EXERCISE DIRECTIONS: From the entries below, retype only the lines from the one with "Q: Locate a point on each instance of the blue and" through the one with "Q: Locate a point on each instance of the lemon in", exactly as written.

Point localization data:
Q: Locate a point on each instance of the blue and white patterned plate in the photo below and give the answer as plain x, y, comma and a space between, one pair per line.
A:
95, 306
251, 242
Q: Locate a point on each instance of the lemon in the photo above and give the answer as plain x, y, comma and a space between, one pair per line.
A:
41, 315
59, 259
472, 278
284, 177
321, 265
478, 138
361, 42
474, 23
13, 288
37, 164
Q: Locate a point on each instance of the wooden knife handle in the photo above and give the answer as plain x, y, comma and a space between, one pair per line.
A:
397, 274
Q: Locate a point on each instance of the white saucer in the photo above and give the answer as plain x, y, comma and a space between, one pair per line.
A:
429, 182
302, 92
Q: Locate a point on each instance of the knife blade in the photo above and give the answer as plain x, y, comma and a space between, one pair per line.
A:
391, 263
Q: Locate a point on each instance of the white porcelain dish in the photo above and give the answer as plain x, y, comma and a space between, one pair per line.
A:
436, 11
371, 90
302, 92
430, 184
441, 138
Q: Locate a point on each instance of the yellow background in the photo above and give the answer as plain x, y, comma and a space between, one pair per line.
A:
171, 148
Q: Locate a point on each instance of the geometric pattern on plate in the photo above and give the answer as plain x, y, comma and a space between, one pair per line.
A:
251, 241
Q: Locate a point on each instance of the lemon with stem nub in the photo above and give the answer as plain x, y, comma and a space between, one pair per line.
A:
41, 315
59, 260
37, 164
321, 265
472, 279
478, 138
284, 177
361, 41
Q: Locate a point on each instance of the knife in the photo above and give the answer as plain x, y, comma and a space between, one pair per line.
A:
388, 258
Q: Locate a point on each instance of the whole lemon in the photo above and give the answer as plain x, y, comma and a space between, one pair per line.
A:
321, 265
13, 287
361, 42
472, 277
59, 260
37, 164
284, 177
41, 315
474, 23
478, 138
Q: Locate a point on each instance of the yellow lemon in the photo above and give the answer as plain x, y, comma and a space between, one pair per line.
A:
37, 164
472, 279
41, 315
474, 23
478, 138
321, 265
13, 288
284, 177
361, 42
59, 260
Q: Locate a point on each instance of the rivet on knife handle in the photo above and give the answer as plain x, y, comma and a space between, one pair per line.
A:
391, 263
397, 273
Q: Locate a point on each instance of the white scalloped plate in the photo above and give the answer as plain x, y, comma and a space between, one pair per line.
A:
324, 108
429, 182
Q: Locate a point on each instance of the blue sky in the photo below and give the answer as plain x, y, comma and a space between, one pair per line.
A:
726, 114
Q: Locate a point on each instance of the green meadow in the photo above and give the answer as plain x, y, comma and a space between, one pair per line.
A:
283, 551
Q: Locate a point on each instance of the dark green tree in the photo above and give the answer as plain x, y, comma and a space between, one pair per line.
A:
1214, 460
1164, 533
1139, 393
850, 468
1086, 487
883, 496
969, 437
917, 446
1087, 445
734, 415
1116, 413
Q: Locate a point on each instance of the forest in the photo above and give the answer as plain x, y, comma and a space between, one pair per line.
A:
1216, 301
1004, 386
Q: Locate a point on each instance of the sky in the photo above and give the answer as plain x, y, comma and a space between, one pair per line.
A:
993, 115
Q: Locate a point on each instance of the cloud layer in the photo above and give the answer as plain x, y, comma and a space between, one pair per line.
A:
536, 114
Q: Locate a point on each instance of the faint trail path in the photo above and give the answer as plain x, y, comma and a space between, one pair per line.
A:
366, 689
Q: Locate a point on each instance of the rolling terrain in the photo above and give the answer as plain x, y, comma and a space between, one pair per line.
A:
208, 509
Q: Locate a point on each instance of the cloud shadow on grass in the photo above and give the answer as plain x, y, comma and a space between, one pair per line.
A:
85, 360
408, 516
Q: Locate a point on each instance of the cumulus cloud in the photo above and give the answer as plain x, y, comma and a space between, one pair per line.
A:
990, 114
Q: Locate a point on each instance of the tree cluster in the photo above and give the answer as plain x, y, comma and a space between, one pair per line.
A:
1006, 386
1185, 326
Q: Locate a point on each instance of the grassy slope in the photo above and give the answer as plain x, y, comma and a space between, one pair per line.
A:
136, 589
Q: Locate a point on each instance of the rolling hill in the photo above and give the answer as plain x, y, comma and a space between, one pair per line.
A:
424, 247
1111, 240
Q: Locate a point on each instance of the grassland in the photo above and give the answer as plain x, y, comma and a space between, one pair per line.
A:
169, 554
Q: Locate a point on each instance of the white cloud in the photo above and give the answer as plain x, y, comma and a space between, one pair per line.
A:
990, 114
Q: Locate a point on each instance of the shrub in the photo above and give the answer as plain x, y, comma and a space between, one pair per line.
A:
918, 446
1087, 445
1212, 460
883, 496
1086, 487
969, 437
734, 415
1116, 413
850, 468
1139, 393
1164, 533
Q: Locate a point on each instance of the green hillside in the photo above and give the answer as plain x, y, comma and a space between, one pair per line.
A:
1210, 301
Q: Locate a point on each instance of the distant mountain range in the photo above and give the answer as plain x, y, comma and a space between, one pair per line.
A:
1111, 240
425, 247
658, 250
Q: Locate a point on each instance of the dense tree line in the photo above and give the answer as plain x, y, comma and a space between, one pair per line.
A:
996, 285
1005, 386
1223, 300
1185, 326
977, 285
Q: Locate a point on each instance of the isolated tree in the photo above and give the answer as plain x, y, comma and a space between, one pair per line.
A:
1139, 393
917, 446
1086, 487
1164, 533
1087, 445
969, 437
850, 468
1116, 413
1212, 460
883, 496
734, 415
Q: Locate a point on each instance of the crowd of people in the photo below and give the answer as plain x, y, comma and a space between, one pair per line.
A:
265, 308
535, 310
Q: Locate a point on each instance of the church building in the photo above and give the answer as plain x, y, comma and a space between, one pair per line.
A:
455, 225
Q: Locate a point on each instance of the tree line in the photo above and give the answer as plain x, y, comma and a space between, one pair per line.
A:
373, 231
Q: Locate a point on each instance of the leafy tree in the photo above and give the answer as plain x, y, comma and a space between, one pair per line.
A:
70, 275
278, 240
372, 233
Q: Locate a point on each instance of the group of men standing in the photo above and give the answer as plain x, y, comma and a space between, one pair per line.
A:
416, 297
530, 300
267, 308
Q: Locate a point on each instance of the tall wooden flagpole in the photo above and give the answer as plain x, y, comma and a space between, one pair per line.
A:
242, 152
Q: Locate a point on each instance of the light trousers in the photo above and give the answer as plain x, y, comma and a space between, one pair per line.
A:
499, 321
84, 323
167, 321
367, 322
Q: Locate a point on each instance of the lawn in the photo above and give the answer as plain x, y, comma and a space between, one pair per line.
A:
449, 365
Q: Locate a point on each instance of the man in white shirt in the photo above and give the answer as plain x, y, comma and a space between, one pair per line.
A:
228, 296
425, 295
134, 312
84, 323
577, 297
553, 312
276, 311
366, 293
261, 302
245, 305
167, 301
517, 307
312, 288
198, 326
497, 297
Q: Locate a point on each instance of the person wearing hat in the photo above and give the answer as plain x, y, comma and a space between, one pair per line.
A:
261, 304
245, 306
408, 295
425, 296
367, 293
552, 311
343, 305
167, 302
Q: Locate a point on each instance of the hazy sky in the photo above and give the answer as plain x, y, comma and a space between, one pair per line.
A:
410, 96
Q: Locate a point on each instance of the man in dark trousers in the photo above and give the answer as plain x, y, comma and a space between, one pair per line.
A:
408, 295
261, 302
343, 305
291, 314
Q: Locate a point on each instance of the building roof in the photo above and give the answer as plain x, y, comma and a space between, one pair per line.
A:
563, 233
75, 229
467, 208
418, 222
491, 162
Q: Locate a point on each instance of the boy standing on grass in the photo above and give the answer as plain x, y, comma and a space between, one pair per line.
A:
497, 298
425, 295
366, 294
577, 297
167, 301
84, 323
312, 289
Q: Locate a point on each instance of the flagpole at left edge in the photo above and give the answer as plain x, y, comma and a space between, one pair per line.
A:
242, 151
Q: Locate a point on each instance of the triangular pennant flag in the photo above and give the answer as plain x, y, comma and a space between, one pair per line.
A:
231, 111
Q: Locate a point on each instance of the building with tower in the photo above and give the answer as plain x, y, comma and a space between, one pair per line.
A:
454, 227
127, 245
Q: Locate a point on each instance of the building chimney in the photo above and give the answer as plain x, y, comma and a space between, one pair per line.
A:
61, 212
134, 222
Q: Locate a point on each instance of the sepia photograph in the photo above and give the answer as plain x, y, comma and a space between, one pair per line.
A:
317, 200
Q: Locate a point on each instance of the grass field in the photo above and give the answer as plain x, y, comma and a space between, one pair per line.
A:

* * *

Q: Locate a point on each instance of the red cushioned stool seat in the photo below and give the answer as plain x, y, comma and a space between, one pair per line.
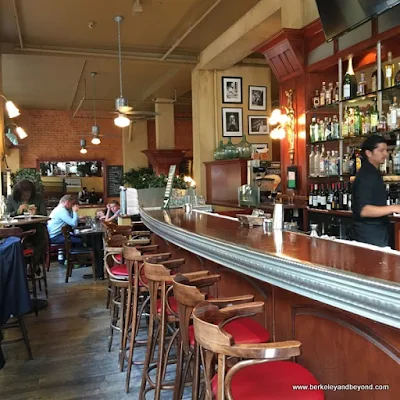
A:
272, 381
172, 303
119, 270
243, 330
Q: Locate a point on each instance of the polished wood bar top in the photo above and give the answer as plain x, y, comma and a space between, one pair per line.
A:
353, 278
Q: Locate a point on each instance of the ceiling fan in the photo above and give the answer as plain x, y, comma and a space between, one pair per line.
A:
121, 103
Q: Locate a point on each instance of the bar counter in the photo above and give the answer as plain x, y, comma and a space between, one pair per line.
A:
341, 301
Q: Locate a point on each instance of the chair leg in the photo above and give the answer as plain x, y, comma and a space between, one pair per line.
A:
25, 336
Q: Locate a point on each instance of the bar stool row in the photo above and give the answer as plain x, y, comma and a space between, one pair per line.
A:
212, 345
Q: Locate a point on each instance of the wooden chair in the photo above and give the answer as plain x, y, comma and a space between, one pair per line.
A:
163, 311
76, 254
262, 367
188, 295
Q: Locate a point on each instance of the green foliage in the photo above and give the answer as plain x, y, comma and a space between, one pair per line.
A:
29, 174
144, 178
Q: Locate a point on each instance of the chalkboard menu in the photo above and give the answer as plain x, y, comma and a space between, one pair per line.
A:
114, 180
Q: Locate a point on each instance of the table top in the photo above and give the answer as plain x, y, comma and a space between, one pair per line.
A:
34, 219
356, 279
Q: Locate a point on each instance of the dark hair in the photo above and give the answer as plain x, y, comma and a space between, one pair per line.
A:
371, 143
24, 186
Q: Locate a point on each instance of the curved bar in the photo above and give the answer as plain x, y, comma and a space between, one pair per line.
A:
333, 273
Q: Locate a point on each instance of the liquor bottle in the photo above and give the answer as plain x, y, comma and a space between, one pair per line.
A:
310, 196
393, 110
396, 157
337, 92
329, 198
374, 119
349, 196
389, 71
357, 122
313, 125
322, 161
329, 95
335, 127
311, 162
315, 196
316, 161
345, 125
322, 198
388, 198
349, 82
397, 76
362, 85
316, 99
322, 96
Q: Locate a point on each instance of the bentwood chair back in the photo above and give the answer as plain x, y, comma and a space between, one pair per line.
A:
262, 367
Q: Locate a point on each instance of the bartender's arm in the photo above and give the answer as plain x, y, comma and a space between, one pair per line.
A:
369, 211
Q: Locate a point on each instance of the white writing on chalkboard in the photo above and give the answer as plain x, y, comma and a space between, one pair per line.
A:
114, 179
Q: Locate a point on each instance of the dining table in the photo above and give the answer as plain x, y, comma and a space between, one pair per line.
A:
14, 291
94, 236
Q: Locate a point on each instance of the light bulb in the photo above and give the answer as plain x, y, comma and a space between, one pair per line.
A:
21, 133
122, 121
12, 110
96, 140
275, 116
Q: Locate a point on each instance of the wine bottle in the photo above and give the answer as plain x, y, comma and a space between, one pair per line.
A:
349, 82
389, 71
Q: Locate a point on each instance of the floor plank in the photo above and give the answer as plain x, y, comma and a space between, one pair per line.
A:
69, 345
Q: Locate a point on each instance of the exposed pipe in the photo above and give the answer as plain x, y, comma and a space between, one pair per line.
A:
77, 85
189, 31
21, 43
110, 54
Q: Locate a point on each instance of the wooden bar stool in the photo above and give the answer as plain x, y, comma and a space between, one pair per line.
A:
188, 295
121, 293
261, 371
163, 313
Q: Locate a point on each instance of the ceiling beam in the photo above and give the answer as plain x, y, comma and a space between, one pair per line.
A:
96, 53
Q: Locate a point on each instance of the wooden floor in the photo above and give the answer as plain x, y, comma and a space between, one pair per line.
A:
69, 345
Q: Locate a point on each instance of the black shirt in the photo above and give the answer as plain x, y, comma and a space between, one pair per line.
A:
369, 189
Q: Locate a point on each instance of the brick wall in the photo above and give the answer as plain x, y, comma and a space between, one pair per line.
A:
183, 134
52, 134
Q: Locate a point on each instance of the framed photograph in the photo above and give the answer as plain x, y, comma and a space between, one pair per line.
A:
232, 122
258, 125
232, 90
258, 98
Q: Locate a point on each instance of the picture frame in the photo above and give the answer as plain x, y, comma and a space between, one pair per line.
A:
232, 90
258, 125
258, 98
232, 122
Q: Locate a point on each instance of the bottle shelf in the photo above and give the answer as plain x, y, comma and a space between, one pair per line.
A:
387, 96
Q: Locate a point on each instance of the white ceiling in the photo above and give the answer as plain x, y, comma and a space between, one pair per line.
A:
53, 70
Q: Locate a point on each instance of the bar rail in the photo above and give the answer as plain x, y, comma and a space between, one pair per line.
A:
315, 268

ANSWER TO THIS EXERCISE:
Q: Locate a point on each instance of the blue and white patterned plate in the photo below and give the answer as plain x, y, comma and a space between, one pair per line.
A:
95, 306
251, 242
Q: Locate a point on each instance of the lemon in the photo above and give the answer as plain x, y, comma and a space between, one pair per line.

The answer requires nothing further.